--- Text provided ---
For much of my life, I believed goodness was protection. I thought that if I were kind enough, clear enough, helpful enough, perhaps I would be safe, relevant, worthy. Recently, I caught myself trying to rise above my own meanness (in a heated moment, I insulted a friend)—I found myself climbing a small internal ladder that began with the mirror of shame and self-loathing.  

Instead of that, out of nowhere, I suddenly saw how funny it was, not because it’s funny to insult a friend (it’s not) but because I saw that I had simply experienced a short session with our pal Grumpy. Suddenly, instead of chastising myself silently and doubling down on my virtue, instead of compulsively needing to explain myself, I just laughed--a warm sudden belly laugh. A big ol’ guffaw at how funny it is, that despite all my seriousness and self-work and trying to do the right thing, I still hang out with Grumpy sometimes.

Ha!

And here’s where it gets weird.

As soon as I found myself laughing like that, surprisingly, out of nowhere, I wept like a faucet had been turned on.

Whaaaa? Talk about surprised! These tears didn’t feel like shame, though.

They felt more like grief for how long I had been frozen, for how so many of us suffer from the paralysis caused by the Queen’s apple, one which we choose to swallow for breakfast every day.

Jung wrote, “The shadow is a moral problem that challenges the whole ego-personality.”[6] To see one’s own capacity for darkness without collapsing into self-hatred is not weakness; it is wholeness, beginning.

Through this lens, Snow White is not a damsel awaiting male rescue.

She is a psyche — and perhaps a culture — moving from naïve, perfection-fearing innocence toward self-actualization.

Here’s where the story can step outside its patriarchal past, and we can now see what happens to this human who has moved beyond the mirror, this human who has survived the apple.

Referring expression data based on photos
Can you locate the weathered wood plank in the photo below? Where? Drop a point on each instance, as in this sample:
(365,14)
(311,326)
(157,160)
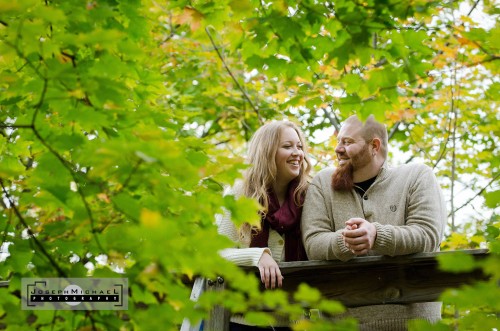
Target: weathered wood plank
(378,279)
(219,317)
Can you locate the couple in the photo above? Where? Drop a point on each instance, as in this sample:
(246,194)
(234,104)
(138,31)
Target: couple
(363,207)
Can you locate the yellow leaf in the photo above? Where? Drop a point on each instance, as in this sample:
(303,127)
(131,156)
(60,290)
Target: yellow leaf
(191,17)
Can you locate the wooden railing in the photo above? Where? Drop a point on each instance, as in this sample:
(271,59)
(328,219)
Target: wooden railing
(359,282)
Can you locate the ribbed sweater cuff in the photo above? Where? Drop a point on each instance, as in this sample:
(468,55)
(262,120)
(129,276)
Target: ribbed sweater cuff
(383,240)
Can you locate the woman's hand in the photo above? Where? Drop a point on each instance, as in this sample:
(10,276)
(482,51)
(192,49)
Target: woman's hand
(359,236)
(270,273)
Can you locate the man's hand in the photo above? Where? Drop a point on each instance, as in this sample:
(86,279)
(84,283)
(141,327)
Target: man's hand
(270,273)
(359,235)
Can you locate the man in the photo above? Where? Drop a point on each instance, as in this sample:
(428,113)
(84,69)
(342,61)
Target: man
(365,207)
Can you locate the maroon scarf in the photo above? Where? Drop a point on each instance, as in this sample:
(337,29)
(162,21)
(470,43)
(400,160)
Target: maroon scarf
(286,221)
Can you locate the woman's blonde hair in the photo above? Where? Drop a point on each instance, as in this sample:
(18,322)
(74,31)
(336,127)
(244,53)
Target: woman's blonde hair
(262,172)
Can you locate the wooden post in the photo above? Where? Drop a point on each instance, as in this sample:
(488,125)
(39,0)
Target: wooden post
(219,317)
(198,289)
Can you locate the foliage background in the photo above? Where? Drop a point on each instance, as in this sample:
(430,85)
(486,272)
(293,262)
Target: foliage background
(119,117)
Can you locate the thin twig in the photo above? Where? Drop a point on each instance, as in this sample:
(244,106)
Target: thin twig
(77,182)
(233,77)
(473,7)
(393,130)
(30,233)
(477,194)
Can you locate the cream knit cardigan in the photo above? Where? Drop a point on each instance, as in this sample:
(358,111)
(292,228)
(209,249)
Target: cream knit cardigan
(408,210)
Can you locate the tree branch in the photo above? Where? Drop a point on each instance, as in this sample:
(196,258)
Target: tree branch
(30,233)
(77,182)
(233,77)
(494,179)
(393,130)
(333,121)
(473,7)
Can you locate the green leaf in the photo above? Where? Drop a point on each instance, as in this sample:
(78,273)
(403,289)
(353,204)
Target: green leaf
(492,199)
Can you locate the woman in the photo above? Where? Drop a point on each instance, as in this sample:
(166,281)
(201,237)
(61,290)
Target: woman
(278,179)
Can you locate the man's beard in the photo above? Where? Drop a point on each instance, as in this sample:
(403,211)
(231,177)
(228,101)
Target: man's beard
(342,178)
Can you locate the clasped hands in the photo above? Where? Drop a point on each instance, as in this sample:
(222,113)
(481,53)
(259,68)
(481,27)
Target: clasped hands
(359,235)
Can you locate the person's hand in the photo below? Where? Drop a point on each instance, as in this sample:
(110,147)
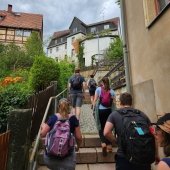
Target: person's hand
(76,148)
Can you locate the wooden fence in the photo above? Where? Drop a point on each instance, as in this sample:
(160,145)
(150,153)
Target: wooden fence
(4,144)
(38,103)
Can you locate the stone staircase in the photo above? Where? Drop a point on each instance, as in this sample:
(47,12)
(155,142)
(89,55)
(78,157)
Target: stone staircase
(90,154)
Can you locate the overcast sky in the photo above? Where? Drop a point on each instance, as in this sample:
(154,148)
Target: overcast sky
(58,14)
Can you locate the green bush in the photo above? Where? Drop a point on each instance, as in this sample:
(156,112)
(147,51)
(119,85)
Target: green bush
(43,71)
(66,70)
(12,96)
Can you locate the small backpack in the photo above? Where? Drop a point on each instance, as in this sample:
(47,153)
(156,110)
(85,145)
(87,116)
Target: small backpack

--- What you will do ---
Reproduce the passage of the Snow White essay from "They felt more" up to and including "survived the apple.". Work from the text alone.

--- Answer box ---
They felt more like grief for how long I had been frozen, for how so many of us suffer from the paralysis caused by the Queen’s apple, one which we choose to swallow for breakfast every day.

Jung wrote, “The shadow is a moral problem that challenges the whole ego-personality.”[6] To see one’s own capacity for darkness without collapsing into self-hatred is not weakness; it is wholeness, beginning.

Through this lens, Snow White is not a damsel awaiting male rescue.

She is a psyche — and perhaps a culture — moving from naïve, perfection-fearing innocence toward self-actualization.

Here’s where the story can step outside its patriarchal past, and we can now see what happens to this human who has moved beyond the mirror, this human who has survived the apple.